### SHORT PROBLEM
Copy the lines of the data from the first one through the line containing "2 163 L 249", inclusive, without changing them.

---------- DATA PROVIDED

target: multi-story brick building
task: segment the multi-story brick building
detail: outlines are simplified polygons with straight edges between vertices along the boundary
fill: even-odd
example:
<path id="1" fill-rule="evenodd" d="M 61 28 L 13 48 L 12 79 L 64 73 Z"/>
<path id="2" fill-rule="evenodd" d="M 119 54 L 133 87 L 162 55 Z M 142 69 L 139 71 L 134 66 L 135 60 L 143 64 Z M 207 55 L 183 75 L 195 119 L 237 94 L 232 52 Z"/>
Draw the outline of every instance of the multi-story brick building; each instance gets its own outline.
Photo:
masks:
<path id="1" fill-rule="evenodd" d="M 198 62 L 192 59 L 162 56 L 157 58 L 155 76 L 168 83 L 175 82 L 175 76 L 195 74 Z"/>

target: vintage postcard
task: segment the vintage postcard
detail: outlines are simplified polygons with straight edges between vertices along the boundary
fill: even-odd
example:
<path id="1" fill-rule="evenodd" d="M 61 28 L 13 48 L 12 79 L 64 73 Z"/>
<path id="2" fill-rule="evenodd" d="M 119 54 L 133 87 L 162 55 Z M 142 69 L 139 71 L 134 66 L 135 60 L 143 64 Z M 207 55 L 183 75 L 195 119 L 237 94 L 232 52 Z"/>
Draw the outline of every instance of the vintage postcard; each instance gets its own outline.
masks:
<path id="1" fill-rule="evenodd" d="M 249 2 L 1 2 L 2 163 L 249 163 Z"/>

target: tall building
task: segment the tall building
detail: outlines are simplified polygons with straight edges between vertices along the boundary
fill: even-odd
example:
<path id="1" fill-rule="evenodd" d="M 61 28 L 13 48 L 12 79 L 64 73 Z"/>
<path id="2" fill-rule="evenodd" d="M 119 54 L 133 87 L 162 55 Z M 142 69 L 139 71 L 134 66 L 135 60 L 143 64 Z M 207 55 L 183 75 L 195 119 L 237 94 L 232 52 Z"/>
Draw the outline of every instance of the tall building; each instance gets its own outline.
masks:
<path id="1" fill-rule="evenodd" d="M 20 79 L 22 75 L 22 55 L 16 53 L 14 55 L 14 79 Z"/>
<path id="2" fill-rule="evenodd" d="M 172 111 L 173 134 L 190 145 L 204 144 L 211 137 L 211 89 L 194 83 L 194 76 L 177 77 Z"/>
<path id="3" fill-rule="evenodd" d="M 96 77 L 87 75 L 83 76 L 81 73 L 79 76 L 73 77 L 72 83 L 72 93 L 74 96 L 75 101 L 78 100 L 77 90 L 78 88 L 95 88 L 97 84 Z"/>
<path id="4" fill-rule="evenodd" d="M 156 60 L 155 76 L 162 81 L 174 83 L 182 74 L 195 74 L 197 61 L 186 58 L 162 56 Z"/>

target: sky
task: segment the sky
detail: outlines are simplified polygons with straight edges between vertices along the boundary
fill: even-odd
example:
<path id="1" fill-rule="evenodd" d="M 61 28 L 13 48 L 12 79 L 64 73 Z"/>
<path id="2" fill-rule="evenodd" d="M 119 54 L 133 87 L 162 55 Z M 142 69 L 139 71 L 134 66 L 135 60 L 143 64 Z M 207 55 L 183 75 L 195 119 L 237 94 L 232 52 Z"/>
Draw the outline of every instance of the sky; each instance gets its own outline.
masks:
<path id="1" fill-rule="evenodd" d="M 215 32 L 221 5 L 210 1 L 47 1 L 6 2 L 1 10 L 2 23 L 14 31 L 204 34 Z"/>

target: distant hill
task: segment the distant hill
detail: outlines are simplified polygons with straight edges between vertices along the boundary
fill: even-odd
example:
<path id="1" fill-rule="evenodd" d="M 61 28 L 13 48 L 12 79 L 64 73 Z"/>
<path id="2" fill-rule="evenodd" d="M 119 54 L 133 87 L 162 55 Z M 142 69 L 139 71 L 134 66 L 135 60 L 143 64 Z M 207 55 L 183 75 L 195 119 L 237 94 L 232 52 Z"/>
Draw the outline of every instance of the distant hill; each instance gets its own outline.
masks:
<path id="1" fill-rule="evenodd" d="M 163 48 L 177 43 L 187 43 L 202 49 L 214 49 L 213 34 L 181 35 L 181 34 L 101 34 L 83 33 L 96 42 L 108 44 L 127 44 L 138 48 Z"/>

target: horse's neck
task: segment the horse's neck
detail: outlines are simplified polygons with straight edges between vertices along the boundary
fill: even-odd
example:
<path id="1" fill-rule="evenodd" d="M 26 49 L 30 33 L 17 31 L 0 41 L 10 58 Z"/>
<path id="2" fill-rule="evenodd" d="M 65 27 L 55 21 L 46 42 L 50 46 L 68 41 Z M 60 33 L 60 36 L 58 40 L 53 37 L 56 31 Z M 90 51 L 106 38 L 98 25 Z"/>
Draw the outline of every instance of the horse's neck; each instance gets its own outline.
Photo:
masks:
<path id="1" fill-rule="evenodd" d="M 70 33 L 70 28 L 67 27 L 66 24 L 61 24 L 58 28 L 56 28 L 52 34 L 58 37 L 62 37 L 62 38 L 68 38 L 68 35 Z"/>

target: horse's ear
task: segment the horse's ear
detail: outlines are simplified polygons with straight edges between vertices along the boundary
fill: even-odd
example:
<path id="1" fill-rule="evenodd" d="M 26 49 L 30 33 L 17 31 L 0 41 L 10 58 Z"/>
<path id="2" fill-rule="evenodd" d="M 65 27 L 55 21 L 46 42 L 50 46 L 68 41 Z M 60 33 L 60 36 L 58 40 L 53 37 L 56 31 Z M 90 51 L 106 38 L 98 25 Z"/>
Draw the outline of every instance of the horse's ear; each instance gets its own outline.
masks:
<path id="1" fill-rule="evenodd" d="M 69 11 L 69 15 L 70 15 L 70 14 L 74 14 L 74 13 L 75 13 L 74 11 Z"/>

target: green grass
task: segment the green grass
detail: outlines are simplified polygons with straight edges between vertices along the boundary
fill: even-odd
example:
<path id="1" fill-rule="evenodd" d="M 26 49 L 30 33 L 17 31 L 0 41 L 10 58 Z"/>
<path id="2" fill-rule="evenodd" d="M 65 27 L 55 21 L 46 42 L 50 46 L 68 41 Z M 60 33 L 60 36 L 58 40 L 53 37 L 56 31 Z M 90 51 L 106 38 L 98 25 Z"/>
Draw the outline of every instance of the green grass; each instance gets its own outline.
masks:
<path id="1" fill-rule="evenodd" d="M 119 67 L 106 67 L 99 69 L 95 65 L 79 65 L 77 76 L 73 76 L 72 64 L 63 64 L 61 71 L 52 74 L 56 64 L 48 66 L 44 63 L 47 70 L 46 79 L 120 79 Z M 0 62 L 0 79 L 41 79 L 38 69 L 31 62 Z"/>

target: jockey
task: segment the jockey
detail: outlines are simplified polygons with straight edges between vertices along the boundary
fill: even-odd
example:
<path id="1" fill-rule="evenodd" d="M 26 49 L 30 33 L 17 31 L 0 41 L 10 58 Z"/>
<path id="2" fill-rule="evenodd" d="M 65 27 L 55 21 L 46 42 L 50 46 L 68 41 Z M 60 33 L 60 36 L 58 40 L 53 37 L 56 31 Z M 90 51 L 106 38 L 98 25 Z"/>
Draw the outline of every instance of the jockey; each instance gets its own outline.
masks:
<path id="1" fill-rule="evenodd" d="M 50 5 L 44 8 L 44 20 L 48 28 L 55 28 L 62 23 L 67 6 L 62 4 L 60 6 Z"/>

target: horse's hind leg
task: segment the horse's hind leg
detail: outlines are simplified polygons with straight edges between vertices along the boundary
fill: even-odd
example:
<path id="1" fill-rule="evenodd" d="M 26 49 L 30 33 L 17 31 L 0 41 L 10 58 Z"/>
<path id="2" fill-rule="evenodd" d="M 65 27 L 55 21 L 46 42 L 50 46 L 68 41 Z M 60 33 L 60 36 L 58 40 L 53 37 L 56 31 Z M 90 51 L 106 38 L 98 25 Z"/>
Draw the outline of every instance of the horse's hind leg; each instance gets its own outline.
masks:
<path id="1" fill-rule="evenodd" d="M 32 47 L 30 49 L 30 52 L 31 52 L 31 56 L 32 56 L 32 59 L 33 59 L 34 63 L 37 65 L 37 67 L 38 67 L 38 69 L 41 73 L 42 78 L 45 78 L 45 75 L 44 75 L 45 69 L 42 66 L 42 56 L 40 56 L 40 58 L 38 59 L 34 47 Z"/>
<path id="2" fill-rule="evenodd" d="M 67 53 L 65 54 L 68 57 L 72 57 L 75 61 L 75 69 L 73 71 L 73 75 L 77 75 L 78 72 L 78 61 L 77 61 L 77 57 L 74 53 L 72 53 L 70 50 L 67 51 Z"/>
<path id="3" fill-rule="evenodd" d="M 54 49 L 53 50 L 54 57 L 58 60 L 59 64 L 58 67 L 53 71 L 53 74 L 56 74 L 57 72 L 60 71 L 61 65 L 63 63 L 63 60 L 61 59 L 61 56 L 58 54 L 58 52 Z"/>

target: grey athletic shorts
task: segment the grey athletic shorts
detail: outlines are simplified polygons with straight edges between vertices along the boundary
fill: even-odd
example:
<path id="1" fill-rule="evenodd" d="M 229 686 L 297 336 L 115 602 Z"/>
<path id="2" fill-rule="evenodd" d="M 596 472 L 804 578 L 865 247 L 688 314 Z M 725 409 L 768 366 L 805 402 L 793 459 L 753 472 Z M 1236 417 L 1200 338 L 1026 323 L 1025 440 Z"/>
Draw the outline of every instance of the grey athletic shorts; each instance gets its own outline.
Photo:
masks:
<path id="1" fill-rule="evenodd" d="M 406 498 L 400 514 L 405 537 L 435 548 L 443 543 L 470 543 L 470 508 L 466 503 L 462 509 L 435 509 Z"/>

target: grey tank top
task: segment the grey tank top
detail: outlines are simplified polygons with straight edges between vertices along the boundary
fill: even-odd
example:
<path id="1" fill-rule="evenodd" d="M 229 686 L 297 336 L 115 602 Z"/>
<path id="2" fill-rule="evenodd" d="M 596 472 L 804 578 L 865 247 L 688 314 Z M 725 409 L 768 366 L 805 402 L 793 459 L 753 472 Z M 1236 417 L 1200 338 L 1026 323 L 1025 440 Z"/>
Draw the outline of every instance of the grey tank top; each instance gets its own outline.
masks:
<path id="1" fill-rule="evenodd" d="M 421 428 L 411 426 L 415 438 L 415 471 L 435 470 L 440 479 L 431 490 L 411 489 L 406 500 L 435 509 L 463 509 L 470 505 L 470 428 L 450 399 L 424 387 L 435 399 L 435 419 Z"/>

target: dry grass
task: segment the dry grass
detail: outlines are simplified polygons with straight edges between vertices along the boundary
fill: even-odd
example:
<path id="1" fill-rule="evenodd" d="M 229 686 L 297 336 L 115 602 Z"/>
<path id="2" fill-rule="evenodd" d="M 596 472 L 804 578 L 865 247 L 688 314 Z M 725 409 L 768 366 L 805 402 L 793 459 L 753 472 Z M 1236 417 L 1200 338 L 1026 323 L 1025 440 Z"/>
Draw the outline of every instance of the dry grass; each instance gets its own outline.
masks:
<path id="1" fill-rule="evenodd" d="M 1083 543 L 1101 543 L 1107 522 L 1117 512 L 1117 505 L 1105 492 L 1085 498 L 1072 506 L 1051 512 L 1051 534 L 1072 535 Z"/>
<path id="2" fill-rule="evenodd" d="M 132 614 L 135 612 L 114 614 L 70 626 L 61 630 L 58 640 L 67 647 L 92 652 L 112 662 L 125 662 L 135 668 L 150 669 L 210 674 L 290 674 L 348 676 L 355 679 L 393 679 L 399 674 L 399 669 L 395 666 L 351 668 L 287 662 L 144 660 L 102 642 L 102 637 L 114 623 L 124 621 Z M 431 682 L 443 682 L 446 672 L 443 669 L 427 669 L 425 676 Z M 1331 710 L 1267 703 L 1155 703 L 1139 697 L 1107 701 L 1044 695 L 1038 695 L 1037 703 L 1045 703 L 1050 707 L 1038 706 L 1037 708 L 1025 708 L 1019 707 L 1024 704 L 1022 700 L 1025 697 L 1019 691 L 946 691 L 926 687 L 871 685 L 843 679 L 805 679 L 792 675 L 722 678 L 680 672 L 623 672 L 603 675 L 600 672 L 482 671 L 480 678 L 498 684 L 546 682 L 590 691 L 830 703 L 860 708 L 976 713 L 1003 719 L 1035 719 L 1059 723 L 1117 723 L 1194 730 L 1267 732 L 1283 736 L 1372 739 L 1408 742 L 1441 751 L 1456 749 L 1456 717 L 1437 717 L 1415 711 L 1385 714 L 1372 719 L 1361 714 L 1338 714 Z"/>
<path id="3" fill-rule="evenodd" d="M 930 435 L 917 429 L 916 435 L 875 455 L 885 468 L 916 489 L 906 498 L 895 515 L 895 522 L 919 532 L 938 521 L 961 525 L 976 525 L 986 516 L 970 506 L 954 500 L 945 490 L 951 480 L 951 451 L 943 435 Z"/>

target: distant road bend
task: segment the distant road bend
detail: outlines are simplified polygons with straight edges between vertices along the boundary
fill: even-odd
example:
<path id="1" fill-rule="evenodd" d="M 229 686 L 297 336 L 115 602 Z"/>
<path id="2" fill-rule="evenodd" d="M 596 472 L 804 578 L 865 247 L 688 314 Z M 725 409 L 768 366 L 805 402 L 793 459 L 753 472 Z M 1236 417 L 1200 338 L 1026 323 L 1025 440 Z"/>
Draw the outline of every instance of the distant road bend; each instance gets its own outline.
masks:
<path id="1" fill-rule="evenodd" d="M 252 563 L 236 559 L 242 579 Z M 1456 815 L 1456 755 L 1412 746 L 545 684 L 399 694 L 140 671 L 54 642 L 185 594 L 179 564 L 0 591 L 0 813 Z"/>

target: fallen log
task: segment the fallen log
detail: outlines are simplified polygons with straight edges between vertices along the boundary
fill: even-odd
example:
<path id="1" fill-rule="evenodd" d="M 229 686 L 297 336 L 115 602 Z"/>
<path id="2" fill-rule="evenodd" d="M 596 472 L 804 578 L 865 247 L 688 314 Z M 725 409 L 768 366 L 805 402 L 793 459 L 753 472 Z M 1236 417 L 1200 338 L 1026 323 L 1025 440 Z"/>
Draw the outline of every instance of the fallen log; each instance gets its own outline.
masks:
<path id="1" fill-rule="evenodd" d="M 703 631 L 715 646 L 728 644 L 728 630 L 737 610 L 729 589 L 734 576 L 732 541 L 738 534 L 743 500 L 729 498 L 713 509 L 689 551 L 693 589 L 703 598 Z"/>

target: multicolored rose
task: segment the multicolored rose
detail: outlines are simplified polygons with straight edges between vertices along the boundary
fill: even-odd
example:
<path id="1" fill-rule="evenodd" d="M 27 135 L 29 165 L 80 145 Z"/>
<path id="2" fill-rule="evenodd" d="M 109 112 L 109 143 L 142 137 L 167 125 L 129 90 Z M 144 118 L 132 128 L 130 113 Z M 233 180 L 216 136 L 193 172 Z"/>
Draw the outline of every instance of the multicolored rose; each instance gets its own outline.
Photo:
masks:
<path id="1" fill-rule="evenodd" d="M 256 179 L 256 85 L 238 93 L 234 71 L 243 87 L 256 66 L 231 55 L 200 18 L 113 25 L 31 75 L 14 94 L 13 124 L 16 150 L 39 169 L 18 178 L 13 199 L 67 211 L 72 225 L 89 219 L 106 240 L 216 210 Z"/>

--------------------

### ANSWER TO THIS TASK
target: multi-story brick building
task: segment the multi-story brick building
detail: outlines are simplified polygons with straight edges between vertices along the boundary
fill: even-odd
example:
<path id="1" fill-rule="evenodd" d="M 61 28 L 13 48 L 12 79 L 64 73 Z"/>
<path id="2" fill-rule="evenodd" d="M 119 54 L 133 87 L 162 55 Z M 142 69 L 139 71 L 134 66 L 135 60 L 143 64 Z M 207 55 L 183 75 L 195 119 L 237 94 L 232 52 Z"/>
Draw the outline of every instance of the multi-story brick building; each instance gets its own outline.
Photo:
masks:
<path id="1" fill-rule="evenodd" d="M 198 62 L 192 59 L 162 56 L 157 58 L 155 76 L 168 83 L 175 82 L 175 76 L 195 74 Z"/>

target: vintage postcard
task: segment the vintage postcard
detail: outlines are simplified polygons with straight edges between vertices along the boundary
fill: even-odd
example:
<path id="1" fill-rule="evenodd" d="M 61 28 L 13 48 L 12 79 L 64 73 Z"/>
<path id="2" fill-rule="evenodd" d="M 119 54 L 133 87 L 162 55 Z M 142 69 L 139 71 L 134 66 L 135 60 L 143 64 Z M 207 55 L 183 75 L 195 119 L 237 94 L 232 52 Z"/>
Draw the outline of every instance of the vintage postcard; each instance gets its own outline.
masks:
<path id="1" fill-rule="evenodd" d="M 249 2 L 1 2 L 2 163 L 249 163 Z"/>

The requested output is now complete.